_Задания к тексту_
A. Перечислите все регионы мира, в которых, согласно фрагменту об ОЭЗ, образованы современные зональные структуры.
B. Изложите суть фрагмента об ОЭЗ в двух предложениях.
C. Процитируйте фрагмент об ОЭЗ без изменений: всё, начиная со слов «Впрочем, несмотря на» и вплоть до слов «и механизму функционирования.».

_Фрагмент для чтения_
********

Тем не менее обе промышленно-производственные зоны уже что-то производят. Во-первых, в Татарстане, в ОЭЗ "Алабуга", собирают автомобили два СП, созданные компанией "Соллерс" (бывшая "Северсталь-авто"). Российско-японская "Соллерс-Исузу" до конца 2008 года выпустит 7 тыс. одноименных грузовых автомобилей, а российско-итальянская "Соллерс-Елабуга" — 10 тыс. автомобилей Fiat Ducato. Во-вторых, в Липецке создано несколько российско-итальянских СП по производству стройматериалов и сложной бытовой техники. Предполагается, что к концу года объем выпуска двух этих ОЭЗ составит 11 млрд рублей.

Сомнения

Впрочем, несмотря на заявленное стремление следовать лучшей мировой практике, мы опять пошли своим путем. Современные зональные структуры, образованные в странах Европы, Азии и Латинской Америки, заметно отличаются от наших ОЭЗ по методам организации и механизму функционирования.

Во-первых, инициатор создания зоны — будь то частная компания или государственное агентство — не изобретает льготы, а выступает в роли девелопера, действующего на свой страх и риск. На собственные деньги и на собственном (или подконтрольном) участке территории он создает привлекательную инфраструктуру, а затем приглашает туда инвесторов-пользователей для размещения производственных мощностей. Функция организатора зоны ограничивается предоставлением услуг: он не вправе контролировать производственные планы инвесторов, а взаимодействует с ними на равноправных договорных началах. При этом все преференции и правила поведения для участников зон обычно прописаны в соответствующем законе заранее и напрямую, то есть не подлежат дальнейшим уточнениям с администрацией зоны или федеральными ведомствами. В российских же зонах органы их управления выступают в странной двоякой роли: вступая с резидентами ОЭЗ в договорные коммерческие отношения (через специально созданную компанию развития), они одновременно берут на себя ряд контролирующих функций.

********

[Фрагмент из набора данных]
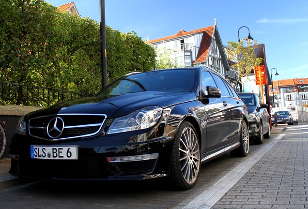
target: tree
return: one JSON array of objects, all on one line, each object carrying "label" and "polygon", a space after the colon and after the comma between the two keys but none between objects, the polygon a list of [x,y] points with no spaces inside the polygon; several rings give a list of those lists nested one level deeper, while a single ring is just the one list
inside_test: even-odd
[{"label": "tree", "polygon": [[[154,69],[152,46],[134,32],[106,28],[108,83]],[[1,81],[93,94],[102,88],[101,64],[99,23],[43,0],[0,0]],[[34,104],[17,100],[10,104]]]},{"label": "tree", "polygon": [[171,53],[166,48],[157,48],[156,52],[155,68],[158,69],[184,67],[171,59]]},{"label": "tree", "polygon": [[254,67],[259,66],[263,60],[262,58],[257,57],[254,52],[258,47],[258,41],[244,38],[239,42],[230,41],[228,43],[227,58],[235,63],[234,66],[237,70],[235,73],[238,76],[239,82],[243,85],[248,81],[248,76]]}]

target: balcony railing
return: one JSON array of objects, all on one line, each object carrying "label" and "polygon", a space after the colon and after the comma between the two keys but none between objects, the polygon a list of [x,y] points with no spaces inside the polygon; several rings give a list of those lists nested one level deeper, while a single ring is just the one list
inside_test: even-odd
[{"label": "balcony railing", "polygon": [[0,81],[0,102],[9,104],[46,107],[87,96],[84,93]]}]

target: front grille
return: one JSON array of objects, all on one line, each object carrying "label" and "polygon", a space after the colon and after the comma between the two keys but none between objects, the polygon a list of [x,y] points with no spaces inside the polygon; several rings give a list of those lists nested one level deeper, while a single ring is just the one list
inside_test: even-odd
[{"label": "front grille", "polygon": [[90,136],[98,133],[106,115],[58,114],[29,120],[29,133],[33,137],[60,140]]}]

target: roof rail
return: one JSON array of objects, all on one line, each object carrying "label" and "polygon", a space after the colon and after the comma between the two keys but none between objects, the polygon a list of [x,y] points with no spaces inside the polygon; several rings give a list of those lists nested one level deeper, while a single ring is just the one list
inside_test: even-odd
[{"label": "roof rail", "polygon": [[222,74],[221,73],[219,73],[218,71],[216,71],[215,70],[214,70],[214,69],[209,67],[209,66],[207,66],[206,65],[204,65],[204,64],[199,64],[199,65],[197,65],[197,67],[203,67],[205,68],[206,68],[207,69],[209,69],[210,70],[211,70],[211,71],[213,71],[214,72],[215,72],[216,73],[217,73],[218,74],[219,74],[220,75],[222,76],[225,76],[225,75],[224,75],[223,74]]},{"label": "roof rail", "polygon": [[217,71],[216,71],[215,70],[214,70],[214,69],[213,69],[213,68],[211,68],[211,67],[209,67],[209,66],[207,66],[206,65],[205,65],[202,64],[199,64],[199,65],[198,65],[197,66],[197,67],[205,67],[205,68],[208,68],[208,69],[209,69],[210,70],[212,70],[212,71],[215,71],[216,72],[216,73],[217,73]]}]

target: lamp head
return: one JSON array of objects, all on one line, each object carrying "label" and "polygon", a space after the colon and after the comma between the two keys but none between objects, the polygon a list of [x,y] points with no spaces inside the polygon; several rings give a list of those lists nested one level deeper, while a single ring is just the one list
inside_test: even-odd
[{"label": "lamp head", "polygon": [[247,40],[248,41],[251,41],[253,40],[253,38],[252,38],[251,36],[250,36],[250,33],[249,33],[248,34],[248,37],[247,37]]}]

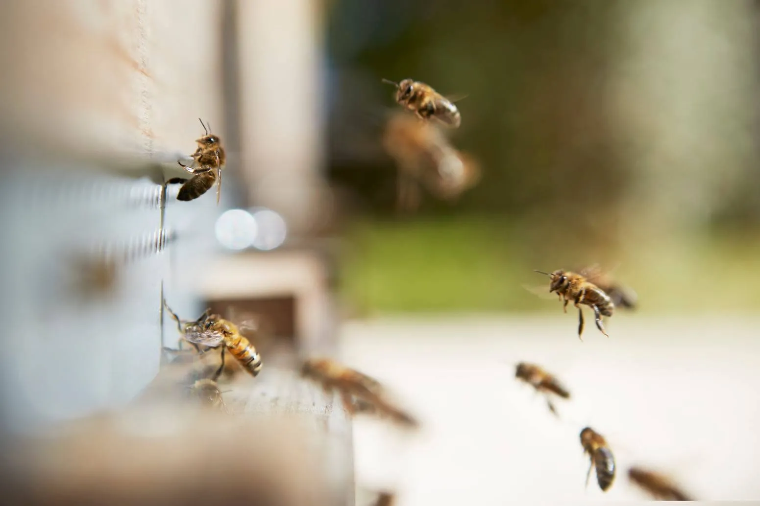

********

_Ответы к заданиям_
A. Европа, Азия, Латинская Америка.

B. Обе промышленно-производственные ОЭЗ уже выпускают продукцию: в «Алабуге» в Татарстане собирают автомобили, а в Липецке российско-итальянские СП производят стройматериалы и сложную бытовую технику, причем к концу года объем выпуска должен составить 11 млрд рублей. Однако российские ОЭЗ устроены иначе, чем зарубежные: там организатор зоны действует как девелопер на свой страх и риск и лишь оказывает услуги инвесторам, а в России органы управления зон одновременно вступают с резидентами в коммерческие отношения и берут на себя контролирующие функции.

C.
Впрочем, несмотря на заявленное стремление следовать лучшей мировой практике, мы опять пошли своим путем. Современные зональные структуры, образованные в странах Европы, Азии и Латинской Америки, заметно отличаются от наших ОЭЗ по методам организации и механизму функционирования.